= Data items =
════════════════

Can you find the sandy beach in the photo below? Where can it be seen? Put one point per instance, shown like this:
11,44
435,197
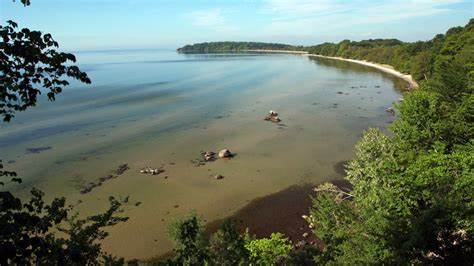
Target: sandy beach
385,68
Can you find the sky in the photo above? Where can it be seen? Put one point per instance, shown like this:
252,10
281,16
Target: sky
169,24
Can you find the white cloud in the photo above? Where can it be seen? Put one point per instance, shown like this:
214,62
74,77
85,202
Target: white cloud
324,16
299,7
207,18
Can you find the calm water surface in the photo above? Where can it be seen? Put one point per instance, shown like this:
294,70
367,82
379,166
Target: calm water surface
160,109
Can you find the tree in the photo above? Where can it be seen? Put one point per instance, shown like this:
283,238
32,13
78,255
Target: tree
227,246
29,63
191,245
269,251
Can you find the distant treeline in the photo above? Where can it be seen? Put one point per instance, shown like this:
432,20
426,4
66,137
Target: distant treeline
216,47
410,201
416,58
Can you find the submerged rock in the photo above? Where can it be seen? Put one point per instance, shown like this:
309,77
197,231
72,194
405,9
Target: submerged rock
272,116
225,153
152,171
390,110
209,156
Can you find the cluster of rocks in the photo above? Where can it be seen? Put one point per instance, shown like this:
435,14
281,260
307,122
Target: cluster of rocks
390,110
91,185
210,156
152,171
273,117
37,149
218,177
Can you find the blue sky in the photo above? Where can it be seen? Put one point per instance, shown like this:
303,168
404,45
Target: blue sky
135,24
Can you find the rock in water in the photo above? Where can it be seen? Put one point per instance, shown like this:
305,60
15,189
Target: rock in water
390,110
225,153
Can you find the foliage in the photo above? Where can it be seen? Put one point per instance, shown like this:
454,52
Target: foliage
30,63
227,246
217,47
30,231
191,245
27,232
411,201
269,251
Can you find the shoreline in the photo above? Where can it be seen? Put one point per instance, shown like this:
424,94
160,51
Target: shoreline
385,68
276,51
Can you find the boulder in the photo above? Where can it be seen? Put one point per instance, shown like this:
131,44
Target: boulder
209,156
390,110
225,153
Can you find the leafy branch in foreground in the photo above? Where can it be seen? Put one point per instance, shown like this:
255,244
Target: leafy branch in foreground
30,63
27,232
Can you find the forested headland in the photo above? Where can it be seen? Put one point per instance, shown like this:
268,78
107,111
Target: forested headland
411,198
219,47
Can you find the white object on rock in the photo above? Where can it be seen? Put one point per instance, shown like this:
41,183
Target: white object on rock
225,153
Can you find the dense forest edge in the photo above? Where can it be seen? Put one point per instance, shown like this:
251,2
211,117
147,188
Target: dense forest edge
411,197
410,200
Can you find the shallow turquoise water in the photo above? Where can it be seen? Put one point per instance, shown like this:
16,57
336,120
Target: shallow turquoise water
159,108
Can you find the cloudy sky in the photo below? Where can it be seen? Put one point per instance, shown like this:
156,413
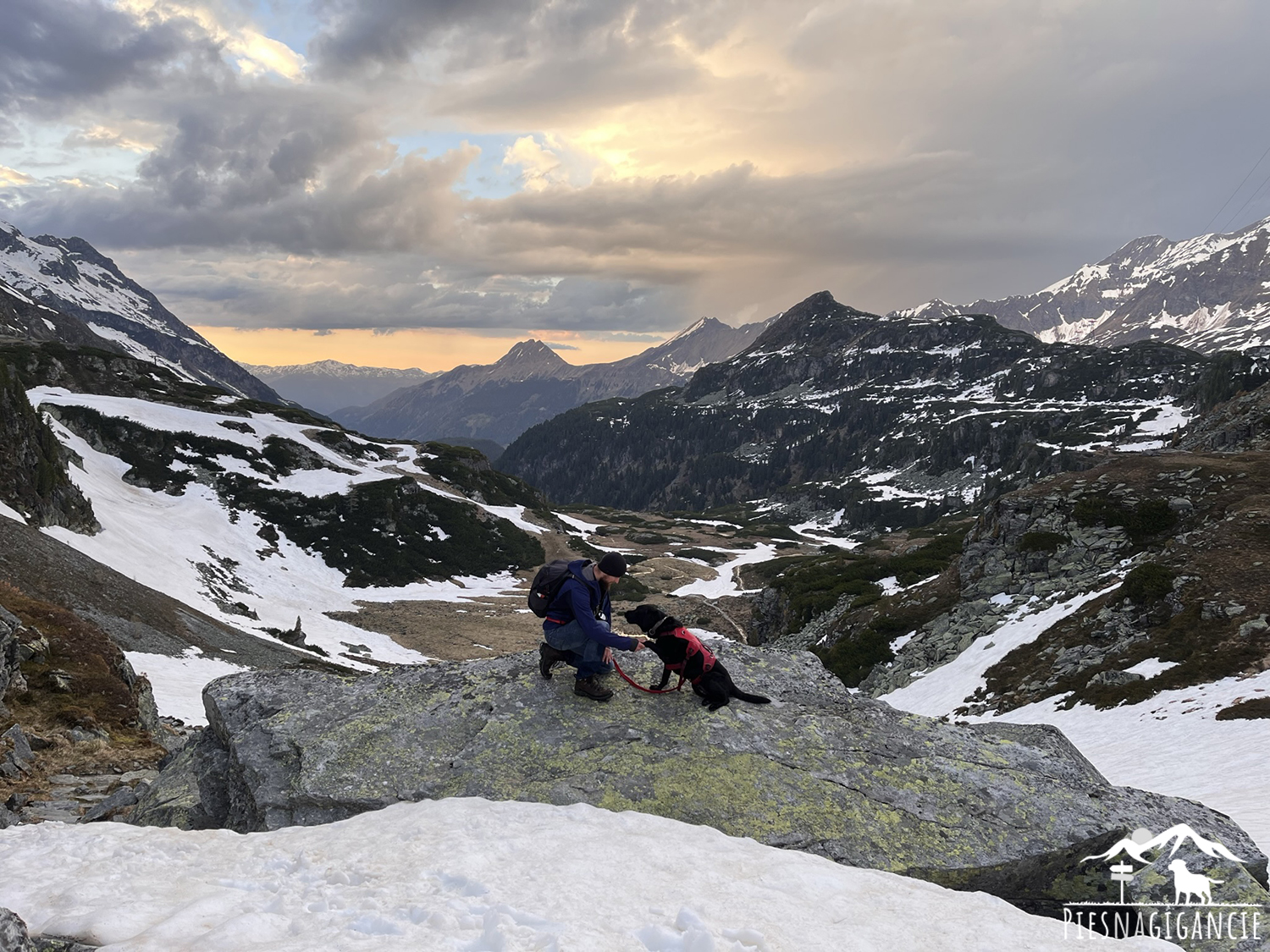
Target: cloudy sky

════════════════

= STATED GOAL =
Above are the records. Copy exactly, and only, the lines from the line containing "Can you find the dense" through the last one, omitting any pictures.

= WRITTEN SOLUTION =
Can you find the dense forest edge in the photo above? Where can it be seen? Put one point per instance, shown like this:
251,2
211,117
147,188
Target: dense forest edge
411,197
410,200
Can you find the shallow turquoise water in the photo above? Where can it be seen? Put one point per instance, shown like this:
16,57
336,120
Target: shallow turquoise water
159,108
Can you find the cloudy sky in the photo below? Where can it be seen? Put one point per instance, shown like this:
156,413
Target: cloudy sky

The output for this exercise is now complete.